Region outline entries
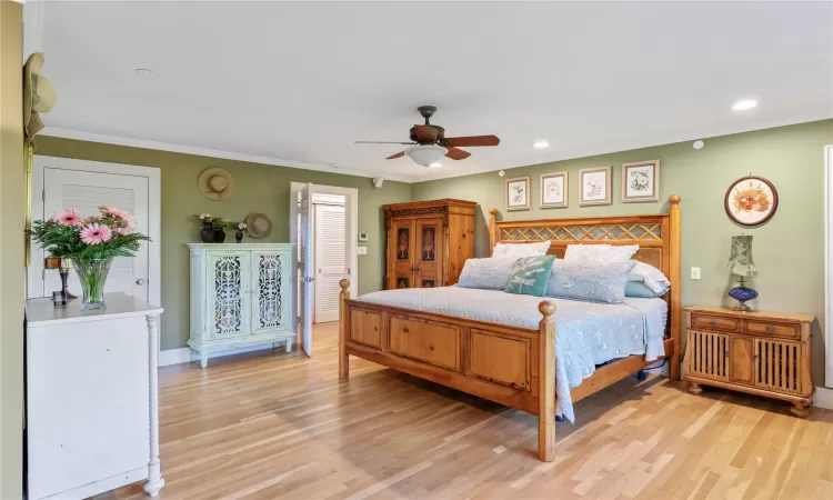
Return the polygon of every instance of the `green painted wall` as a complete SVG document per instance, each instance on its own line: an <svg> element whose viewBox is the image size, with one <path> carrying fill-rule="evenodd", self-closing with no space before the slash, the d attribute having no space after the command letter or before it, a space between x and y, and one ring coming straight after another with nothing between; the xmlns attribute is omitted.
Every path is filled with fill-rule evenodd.
<svg viewBox="0 0 833 500"><path fill-rule="evenodd" d="M371 179L300 170L260 163L180 154L151 149L42 137L38 154L157 167L162 184L162 349L183 347L188 339L189 267L185 242L199 241L195 213L242 220L263 212L272 220L272 233L263 242L288 242L290 182L340 186L359 190L359 231L368 232L368 254L359 256L359 293L382 289L384 277L383 203L411 199L411 186L385 181L381 189ZM197 179L204 169L221 167L237 181L234 194L223 201L203 197ZM233 241L233 234L228 236Z"/></svg>
<svg viewBox="0 0 833 500"><path fill-rule="evenodd" d="M453 197L480 203L475 219L475 254L489 253L489 209L498 208L505 220L593 217L666 211L668 197L682 196L682 302L729 304L725 297L733 281L723 266L729 259L730 237L753 234L753 257L759 274L752 286L760 292L755 308L801 311L824 318L824 146L833 144L833 120L705 139L705 148L691 142L636 149L596 157L506 169L412 186L413 200ZM473 157L475 158L475 157ZM621 202L621 164L661 160L659 203ZM613 204L579 207L578 171L613 166ZM570 206L541 210L539 176L570 172ZM780 194L775 216L764 226L735 226L723 210L729 184L749 173L771 180ZM531 177L532 210L506 212L504 179ZM702 279L689 279L690 268L700 267ZM814 326L813 380L824 384L824 341Z"/></svg>
<svg viewBox="0 0 833 500"><path fill-rule="evenodd" d="M23 494L23 6L0 0L0 498Z"/></svg>

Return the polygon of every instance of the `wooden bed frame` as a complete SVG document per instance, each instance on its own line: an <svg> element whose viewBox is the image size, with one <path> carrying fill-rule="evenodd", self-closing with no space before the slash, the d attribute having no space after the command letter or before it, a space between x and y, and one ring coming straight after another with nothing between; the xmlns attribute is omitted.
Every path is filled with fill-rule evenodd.
<svg viewBox="0 0 833 500"><path fill-rule="evenodd" d="M550 253L563 257L571 243L639 244L633 257L671 280L664 347L669 374L680 380L680 197L669 213L586 219L496 221L490 211L490 248L550 240ZM491 250L490 250L491 253ZM536 330L475 321L412 309L350 300L341 281L339 377L349 376L350 354L411 373L470 394L538 414L538 456L552 461L555 446L555 306L543 300ZM578 402L643 368L644 356L605 364L571 391Z"/></svg>

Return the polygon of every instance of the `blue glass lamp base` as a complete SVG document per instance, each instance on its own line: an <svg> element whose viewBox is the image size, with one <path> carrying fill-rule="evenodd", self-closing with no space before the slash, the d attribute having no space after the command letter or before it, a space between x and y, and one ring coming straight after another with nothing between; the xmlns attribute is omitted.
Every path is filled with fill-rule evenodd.
<svg viewBox="0 0 833 500"><path fill-rule="evenodd" d="M746 287L735 287L731 288L729 290L729 297L733 298L734 300L741 302L739 306L736 306L733 310L735 311L745 311L751 312L752 309L746 306L747 300L755 299L757 297L757 292L752 290L751 288Z"/></svg>

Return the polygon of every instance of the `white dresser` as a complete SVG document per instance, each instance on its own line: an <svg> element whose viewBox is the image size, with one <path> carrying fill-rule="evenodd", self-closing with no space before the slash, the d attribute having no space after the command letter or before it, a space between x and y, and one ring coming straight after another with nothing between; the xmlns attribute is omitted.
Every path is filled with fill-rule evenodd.
<svg viewBox="0 0 833 500"><path fill-rule="evenodd" d="M188 243L191 334L202 368L211 352L284 342L295 336L291 243Z"/></svg>
<svg viewBox="0 0 833 500"><path fill-rule="evenodd" d="M159 316L123 293L26 303L28 498L83 499L147 479L159 463Z"/></svg>

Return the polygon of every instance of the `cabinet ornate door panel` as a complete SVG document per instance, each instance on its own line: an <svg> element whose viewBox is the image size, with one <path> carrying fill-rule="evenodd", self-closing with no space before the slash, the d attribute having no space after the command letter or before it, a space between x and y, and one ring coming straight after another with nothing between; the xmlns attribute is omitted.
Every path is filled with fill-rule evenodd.
<svg viewBox="0 0 833 500"><path fill-rule="evenodd" d="M249 333L251 311L251 253L223 251L211 253L208 262L208 310L210 337Z"/></svg>
<svg viewBox="0 0 833 500"><path fill-rule="evenodd" d="M290 328L289 254L252 252L251 304L252 333ZM285 290L284 290L285 288Z"/></svg>
<svg viewBox="0 0 833 500"><path fill-rule="evenodd" d="M441 218L416 221L416 283L419 288L441 287L443 281L443 234Z"/></svg>
<svg viewBox="0 0 833 500"><path fill-rule="evenodd" d="M392 272L389 274L388 289L413 288L414 262L416 261L416 222L414 220L398 220L391 223L391 239L393 243L389 249L389 262Z"/></svg>

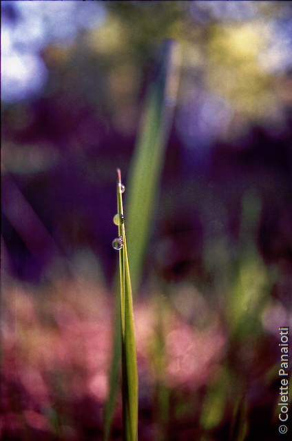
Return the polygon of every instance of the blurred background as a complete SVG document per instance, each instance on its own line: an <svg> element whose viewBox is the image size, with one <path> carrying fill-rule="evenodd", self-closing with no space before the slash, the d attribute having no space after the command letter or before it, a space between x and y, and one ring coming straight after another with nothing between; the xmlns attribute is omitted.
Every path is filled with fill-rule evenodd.
<svg viewBox="0 0 292 441"><path fill-rule="evenodd" d="M127 182L140 185L165 40L178 88L160 107L146 245L129 255L139 438L276 439L278 328L292 325L292 3L1 6L3 439L103 439L116 169L138 218ZM121 424L118 396L111 439Z"/></svg>

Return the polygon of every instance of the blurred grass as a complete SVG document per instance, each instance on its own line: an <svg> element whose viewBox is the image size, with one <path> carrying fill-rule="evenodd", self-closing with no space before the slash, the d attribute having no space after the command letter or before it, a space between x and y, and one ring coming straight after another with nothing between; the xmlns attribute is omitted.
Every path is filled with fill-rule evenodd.
<svg viewBox="0 0 292 441"><path fill-rule="evenodd" d="M132 292L139 284L162 173L164 152L172 121L178 85L178 47L164 42L160 59L149 85L129 174L127 192L127 248ZM118 384L121 323L115 314L114 355L110 374L109 399L105 411L105 439L108 440Z"/></svg>
<svg viewBox="0 0 292 441"><path fill-rule="evenodd" d="M149 85L127 183L129 262L133 293L138 287L158 194L179 80L179 48L165 41Z"/></svg>

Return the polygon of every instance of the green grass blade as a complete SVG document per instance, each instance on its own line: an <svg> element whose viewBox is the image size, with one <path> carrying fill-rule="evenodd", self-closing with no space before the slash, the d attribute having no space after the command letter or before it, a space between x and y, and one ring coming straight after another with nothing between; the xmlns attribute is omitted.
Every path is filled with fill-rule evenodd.
<svg viewBox="0 0 292 441"><path fill-rule="evenodd" d="M128 253L134 294L139 284L153 219L178 78L178 48L175 41L167 40L156 76L149 85L127 186Z"/></svg>
<svg viewBox="0 0 292 441"><path fill-rule="evenodd" d="M118 169L118 213L123 216L123 223L118 226L123 247L119 252L121 317L122 334L123 377L123 439L136 441L138 431L138 374L134 329L133 300L127 239L123 221L123 198L121 192L121 171Z"/></svg>
<svg viewBox="0 0 292 441"><path fill-rule="evenodd" d="M140 134L130 166L127 189L129 194L127 225L127 248L134 293L139 283L165 145L172 123L179 77L178 55L176 43L165 41L156 76L150 84L146 97ZM121 206L118 207L118 212L121 212L119 211L121 208ZM121 235L120 233L119 236ZM127 265L129 265L127 259ZM125 317L126 320L127 316ZM118 361L121 353L120 333L121 325L118 320L116 320L110 394L105 411L105 441L109 440L118 384Z"/></svg>

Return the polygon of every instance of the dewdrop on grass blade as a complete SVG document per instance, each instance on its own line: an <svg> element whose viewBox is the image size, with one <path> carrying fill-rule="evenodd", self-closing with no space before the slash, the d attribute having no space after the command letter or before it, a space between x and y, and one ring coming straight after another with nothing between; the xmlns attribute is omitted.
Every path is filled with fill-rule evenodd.
<svg viewBox="0 0 292 441"><path fill-rule="evenodd" d="M120 236L119 237L116 237L112 241L112 247L116 251L119 251L123 248L123 237Z"/></svg>
<svg viewBox="0 0 292 441"><path fill-rule="evenodd" d="M118 183L118 187L119 187L120 193L123 193L126 189L125 185L121 183Z"/></svg>
<svg viewBox="0 0 292 441"><path fill-rule="evenodd" d="M117 213L114 216L113 220L115 225L123 225L124 222L124 216L121 213Z"/></svg>

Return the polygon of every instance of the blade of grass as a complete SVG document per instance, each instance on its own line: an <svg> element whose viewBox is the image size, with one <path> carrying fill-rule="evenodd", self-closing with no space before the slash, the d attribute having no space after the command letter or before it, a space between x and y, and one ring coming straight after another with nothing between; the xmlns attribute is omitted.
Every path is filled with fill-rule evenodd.
<svg viewBox="0 0 292 441"><path fill-rule="evenodd" d="M122 334L123 439L136 441L138 431L138 374L134 329L133 300L122 197L121 170L118 169L118 214L123 218L118 225L123 247L119 252L121 317Z"/></svg>
<svg viewBox="0 0 292 441"><path fill-rule="evenodd" d="M174 41L165 42L156 76L146 97L140 134L130 165L127 203L128 254L133 293L138 285L154 215L165 145L172 123L179 78L179 54ZM120 307L118 306L118 308ZM110 394L105 410L105 440L114 414L121 358L121 325L116 320Z"/></svg>

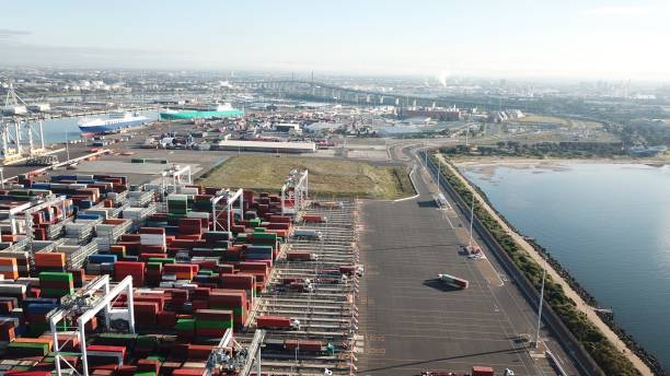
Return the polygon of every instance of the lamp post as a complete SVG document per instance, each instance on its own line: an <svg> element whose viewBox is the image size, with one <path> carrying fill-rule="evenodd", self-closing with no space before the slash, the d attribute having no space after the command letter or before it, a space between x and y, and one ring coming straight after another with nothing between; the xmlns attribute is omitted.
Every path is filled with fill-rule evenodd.
<svg viewBox="0 0 670 376"><path fill-rule="evenodd" d="M534 348L540 344L540 325L542 324L542 303L544 302L544 280L546 279L546 258L544 259L544 269L542 271L542 286L540 287L540 302L538 303L538 330L535 331Z"/></svg>

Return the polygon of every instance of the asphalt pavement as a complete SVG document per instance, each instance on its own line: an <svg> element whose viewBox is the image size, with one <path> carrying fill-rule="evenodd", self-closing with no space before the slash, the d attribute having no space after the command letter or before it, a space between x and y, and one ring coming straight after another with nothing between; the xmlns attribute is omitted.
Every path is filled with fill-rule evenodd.
<svg viewBox="0 0 670 376"><path fill-rule="evenodd" d="M524 338L534 333L535 309L499 272L493 256L471 260L460 252L464 242L459 232L467 222L457 213L448 221L421 175L415 177L418 198L362 204L366 275L359 302L363 349L358 374L470 372L483 365L499 375L506 368L516 375L556 375L546 359L528 351ZM492 279L487 270L499 278ZM464 278L470 287L448 289L437 280L439 273ZM568 374L577 374L564 362L561 346L554 343L551 350Z"/></svg>

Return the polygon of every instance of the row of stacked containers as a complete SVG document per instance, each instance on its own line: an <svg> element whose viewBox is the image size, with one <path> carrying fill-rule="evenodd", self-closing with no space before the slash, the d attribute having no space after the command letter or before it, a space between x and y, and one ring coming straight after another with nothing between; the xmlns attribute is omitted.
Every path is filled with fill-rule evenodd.
<svg viewBox="0 0 670 376"><path fill-rule="evenodd" d="M268 193L245 191L242 210L221 205L212 218L210 200L219 188L183 187L166 197L168 212L157 213L143 192L127 192L125 177L56 175L49 183L20 183L27 188L0 192L0 209L53 195L67 199L33 213L30 249L19 247L23 235L2 227L0 374L54 371L47 314L62 296L108 274L113 281L132 277L138 334L103 332L96 317L86 327L91 340L79 343L77 317L70 317L59 327L63 357L81 366L85 345L95 375L201 375L226 330L244 327L292 230L291 219L278 214L279 198ZM58 224L66 243L46 235ZM230 233L223 230L229 226ZM127 298L119 295L113 310Z"/></svg>

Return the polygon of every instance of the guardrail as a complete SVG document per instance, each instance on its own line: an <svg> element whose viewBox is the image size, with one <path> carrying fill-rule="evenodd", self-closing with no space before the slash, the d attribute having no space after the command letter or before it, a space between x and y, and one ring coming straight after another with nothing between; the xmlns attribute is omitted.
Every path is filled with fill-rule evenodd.
<svg viewBox="0 0 670 376"><path fill-rule="evenodd" d="M419 152L421 158L425 158L425 152ZM430 161L428 161L428 171L432 176L439 174L438 167ZM451 199L455 202L461 213L467 218L470 215L470 205L465 203L463 198L453 189L446 178L440 179L440 186ZM521 294L532 305L538 306L540 303L540 293L530 282L530 280L523 274L519 268L515 265L511 257L505 251L503 246L496 240L493 234L486 228L486 226L475 215L473 222L474 231L480 235L486 247L492 250L498 262L503 266L505 271L511 275L517 282L517 286L521 290ZM565 326L561 317L552 309L548 304L542 305L542 319L544 324L550 328L552 333L558 339L561 345L565 352L575 361L579 369L586 375L604 375L602 369L593 361L587 350L579 343L577 338L570 332Z"/></svg>

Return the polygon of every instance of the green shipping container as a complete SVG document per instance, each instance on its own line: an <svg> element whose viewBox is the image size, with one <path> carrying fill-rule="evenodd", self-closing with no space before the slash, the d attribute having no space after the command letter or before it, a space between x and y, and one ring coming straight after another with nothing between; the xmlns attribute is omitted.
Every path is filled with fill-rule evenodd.
<svg viewBox="0 0 670 376"><path fill-rule="evenodd" d="M232 320L196 320L196 329L229 329Z"/></svg>
<svg viewBox="0 0 670 376"><path fill-rule="evenodd" d="M176 330L195 330L196 320L193 318L181 318L177 320L177 324L174 326Z"/></svg>

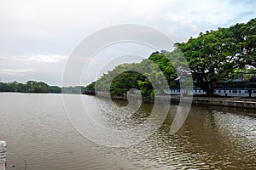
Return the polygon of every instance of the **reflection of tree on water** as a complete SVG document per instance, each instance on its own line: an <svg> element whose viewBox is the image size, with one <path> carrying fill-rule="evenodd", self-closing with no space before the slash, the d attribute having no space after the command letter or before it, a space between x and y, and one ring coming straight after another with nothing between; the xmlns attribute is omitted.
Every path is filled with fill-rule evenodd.
<svg viewBox="0 0 256 170"><path fill-rule="evenodd" d="M247 150L256 144L255 136L254 139L248 139L253 138L250 130L256 130L252 117L212 108L192 108L182 128L170 135L170 125L176 110L177 107L172 106L159 131L136 147L142 152L142 158L173 166L173 168L178 164L189 168L205 166L253 169L255 167L255 150Z"/></svg>

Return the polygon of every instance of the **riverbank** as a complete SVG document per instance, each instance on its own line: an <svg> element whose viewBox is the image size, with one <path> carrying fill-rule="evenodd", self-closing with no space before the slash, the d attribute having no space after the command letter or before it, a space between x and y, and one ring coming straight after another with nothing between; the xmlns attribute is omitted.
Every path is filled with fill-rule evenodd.
<svg viewBox="0 0 256 170"><path fill-rule="evenodd" d="M101 95L104 97L104 95ZM129 95L130 98L137 99L137 95ZM170 99L172 104L178 104L180 102L179 95L164 95L164 96L156 96L159 101L166 101ZM112 99L126 99L126 96L113 96ZM182 101L183 103L191 102L192 98L190 97L183 97ZM154 101L146 101L153 103ZM211 97L193 97L192 105L216 105L216 106L224 106L224 107L235 107L235 108L243 108L243 109L256 109L256 99L242 99L242 98L211 98Z"/></svg>

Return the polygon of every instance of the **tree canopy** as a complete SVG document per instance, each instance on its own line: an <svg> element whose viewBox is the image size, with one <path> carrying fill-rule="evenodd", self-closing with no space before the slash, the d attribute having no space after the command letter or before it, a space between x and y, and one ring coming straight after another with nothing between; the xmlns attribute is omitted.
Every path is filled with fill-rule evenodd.
<svg viewBox="0 0 256 170"><path fill-rule="evenodd" d="M249 80L255 71L256 19L247 24L200 33L199 37L191 37L187 42L176 43L176 46L177 48L171 53L154 52L141 63L118 65L104 74L96 84L101 90L111 87L112 95L125 95L129 89L138 88L144 98L152 98L155 93L162 93L159 90L160 88L153 89L149 81L158 80L154 82L159 82L160 87L163 75L156 67L163 72L170 88L173 88L179 87L177 80L182 76L181 73L177 74L177 65L188 62L194 82L208 96L212 96L216 84L232 82L241 74ZM180 60L179 49L187 61ZM143 72L145 74L141 74Z"/></svg>

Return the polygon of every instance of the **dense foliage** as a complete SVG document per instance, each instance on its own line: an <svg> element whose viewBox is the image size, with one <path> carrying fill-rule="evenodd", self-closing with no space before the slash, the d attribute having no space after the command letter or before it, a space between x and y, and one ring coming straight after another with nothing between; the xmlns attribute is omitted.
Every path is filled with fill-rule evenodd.
<svg viewBox="0 0 256 170"><path fill-rule="evenodd" d="M16 81L13 82L0 82L0 92L20 92L35 94L81 94L84 87L64 87L49 86L43 82L27 81L26 83L20 83Z"/></svg>
<svg viewBox="0 0 256 170"><path fill-rule="evenodd" d="M214 95L218 83L232 82L241 76L249 80L256 67L256 20L200 33L198 37L176 46L187 61L179 60L177 48L171 53L155 52L139 64L121 65L108 71L96 81L98 89L104 91L110 87L112 95L125 95L129 89L137 88L143 98L150 99L155 93L162 93L159 89L164 77L157 67L170 88L174 88L179 87L177 80L181 78L174 67L183 62L189 62L194 82L209 96ZM149 79L159 82L159 88L153 89Z"/></svg>
<svg viewBox="0 0 256 170"><path fill-rule="evenodd" d="M213 95L216 83L232 81L256 66L256 20L201 33L177 45L187 58L199 87Z"/></svg>

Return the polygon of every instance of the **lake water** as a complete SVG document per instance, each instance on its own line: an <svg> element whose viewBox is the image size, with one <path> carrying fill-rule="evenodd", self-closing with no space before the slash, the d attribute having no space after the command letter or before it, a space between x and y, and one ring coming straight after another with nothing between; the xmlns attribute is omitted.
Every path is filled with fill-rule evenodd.
<svg viewBox="0 0 256 170"><path fill-rule="evenodd" d="M96 100L102 108L112 109L110 101L79 98L85 107L91 107L86 101ZM143 104L131 116L108 115L102 122L118 128L135 126L147 119L152 105ZM0 140L8 143L6 169L256 168L256 118L247 113L253 115L254 110L193 106L183 127L171 135L172 112L177 107L171 106L161 127L149 138L129 148L112 148L87 139L73 128L61 94L0 94Z"/></svg>

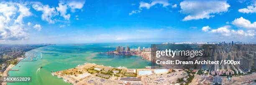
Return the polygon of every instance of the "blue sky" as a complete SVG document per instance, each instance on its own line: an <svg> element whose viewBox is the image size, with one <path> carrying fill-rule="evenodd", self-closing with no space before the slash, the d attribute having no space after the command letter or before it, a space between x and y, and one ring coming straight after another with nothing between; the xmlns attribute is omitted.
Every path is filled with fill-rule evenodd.
<svg viewBox="0 0 256 85"><path fill-rule="evenodd" d="M255 0L5 1L0 43L255 42Z"/></svg>

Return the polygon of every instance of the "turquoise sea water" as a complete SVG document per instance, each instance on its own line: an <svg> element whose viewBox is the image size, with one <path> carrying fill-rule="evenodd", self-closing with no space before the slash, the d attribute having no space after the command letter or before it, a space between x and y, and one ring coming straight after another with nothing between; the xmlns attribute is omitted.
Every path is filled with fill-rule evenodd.
<svg viewBox="0 0 256 85"><path fill-rule="evenodd" d="M125 67L128 68L143 68L150 65L150 62L143 60L137 56L125 56L106 54L113 50L117 46L129 45L131 48L145 47L151 43L97 43L80 45L61 44L49 46L34 49L29 52L41 52L43 59L35 61L20 62L13 69L18 71L10 71L12 76L31 76L30 82L12 82L8 85L69 85L51 75L51 71L64 70L76 67L85 62L95 63L113 67ZM20 67L19 67L20 66ZM41 69L38 69L41 66Z"/></svg>

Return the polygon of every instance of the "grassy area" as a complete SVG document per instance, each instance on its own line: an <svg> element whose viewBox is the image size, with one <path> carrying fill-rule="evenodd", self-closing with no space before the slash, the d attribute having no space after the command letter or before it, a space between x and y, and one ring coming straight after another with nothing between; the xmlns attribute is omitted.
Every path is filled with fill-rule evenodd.
<svg viewBox="0 0 256 85"><path fill-rule="evenodd" d="M191 82L192 82L192 80L193 80L193 79L194 79L194 77L195 77L195 76L194 75L189 75L189 78L187 78L187 82L186 84L185 84L185 85L188 85L189 83Z"/></svg>
<svg viewBox="0 0 256 85"><path fill-rule="evenodd" d="M83 73L83 71L79 71L78 69L76 68L74 68L67 70L63 70L61 73L66 75L76 75Z"/></svg>
<svg viewBox="0 0 256 85"><path fill-rule="evenodd" d="M197 72L197 74L199 75L201 75L204 73L203 71L203 70L198 70L198 71Z"/></svg>
<svg viewBox="0 0 256 85"><path fill-rule="evenodd" d="M10 64L12 64L12 65L15 65L17 63L18 63L18 62L19 61L17 60L9 60L7 62L7 64L8 65L10 65Z"/></svg>

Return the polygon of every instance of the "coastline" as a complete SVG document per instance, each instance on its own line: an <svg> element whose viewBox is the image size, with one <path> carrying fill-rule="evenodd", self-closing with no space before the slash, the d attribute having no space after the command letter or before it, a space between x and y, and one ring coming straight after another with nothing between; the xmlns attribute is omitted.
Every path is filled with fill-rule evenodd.
<svg viewBox="0 0 256 85"><path fill-rule="evenodd" d="M28 51L27 51L27 52L25 52L25 54L26 54L26 52L29 52L29 51L31 51L31 50L34 50L34 49L36 49L39 48L42 48L42 47L46 47L46 46L49 46L53 45L47 45L47 46L43 46L43 47L39 47L39 48L35 48L35 49L31 49L31 50L28 50ZM24 54L24 55L25 55L25 54ZM23 58L24 59L24 58L26 58L26 57L25 56L25 57L24 58ZM10 66L10 65L11 65L11 66L10 67L10 69L12 69L12 68L13 67L14 67L14 66L15 66L16 65L17 65L18 64L18 63L20 62L20 61L21 60L19 60L19 59L18 59L18 61L17 62L16 64L15 64L15 65L10 64L10 65L8 66L8 68L9 68ZM7 72L7 73L5 73L5 71L6 71L7 70L7 69L8 69L7 68L7 69L6 69L6 70L5 70L5 72L4 72L5 73L4 73L4 74L3 75L4 75L4 76L8 76L8 72L9 72L9 70L8 70L8 71ZM5 75L6 75L6 76L5 76Z"/></svg>
<svg viewBox="0 0 256 85"><path fill-rule="evenodd" d="M158 72L160 70L164 72ZM142 72L152 72L151 74L141 74ZM154 70L151 68L127 69L125 67L113 68L98 65L95 63L85 63L76 67L63 70L52 72L51 75L62 79L67 83L73 85L104 84L118 85L127 82L131 84L152 84L153 82L146 79L148 76L169 78L180 75L172 70ZM180 75L180 78L187 75ZM156 79L158 80L157 79ZM167 79L165 79L167 80Z"/></svg>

▸ **Exercise aim**
Format the lines of the records from the line containing "Return the polygon of every instance of the asphalt" through the line containing "193L245 191L242 210L221" as a JSON list of strings, one string per line, leaving out blank lines.

▸ **Solution to this task**
[
  "Return the polygon of every instance of the asphalt pavement as a complete SVG document per instance, each instance on its own line: an <svg> element whose viewBox is the image size, with one <path> carrying fill-rule=\"evenodd\", self-closing with no space before the slash, the d attribute having no space after the command letter or before it, a space between x and y, and one ring coming straight after another with nothing between; the xmlns attribute is omitted.",
  "Every path is filled with fill-rule evenodd.",
  "<svg viewBox=\"0 0 670 376\"><path fill-rule=\"evenodd\" d=\"M524 338L534 333L535 309L499 272L493 256L471 260L460 252L464 242L459 232L467 222L457 213L448 221L421 175L415 177L418 198L362 204L366 275L359 302L363 349L358 374L470 372L483 365L499 375L506 368L516 375L556 375L546 359L528 351ZM492 279L487 270L499 278ZM464 278L470 287L448 289L437 280L439 273ZM568 374L577 374L564 362L561 346L554 343L551 350Z\"/></svg>",
  "Return the polygon of every instance of the row of stacked containers as a complete SVG document per instance, each instance on its own line: an <svg> element whose viewBox is the image size, with one <path> carrying fill-rule=\"evenodd\", self-closing with no space before the slash, the d attribute having no space after the command letter or before it, a space between x and y, and one ring coming straight after another with nothing between; the xmlns attribute is omitted.",
  "Every path is filled with fill-rule evenodd.",
  "<svg viewBox=\"0 0 670 376\"><path fill-rule=\"evenodd\" d=\"M268 193L245 191L242 210L221 205L212 218L210 200L219 188L183 187L166 197L168 212L157 213L143 192L127 192L125 177L56 175L49 183L20 183L27 188L0 192L0 209L53 195L67 199L33 213L30 249L19 247L23 235L2 227L0 374L54 371L47 314L62 296L108 274L113 281L132 277L138 334L103 332L96 317L86 327L91 340L79 343L77 317L70 317L59 327L63 357L81 366L85 345L95 375L201 375L226 330L244 327L292 230L291 219L278 214L279 198ZM58 224L66 243L46 235ZM230 233L223 230L229 226ZM127 298L119 295L113 310Z\"/></svg>"
]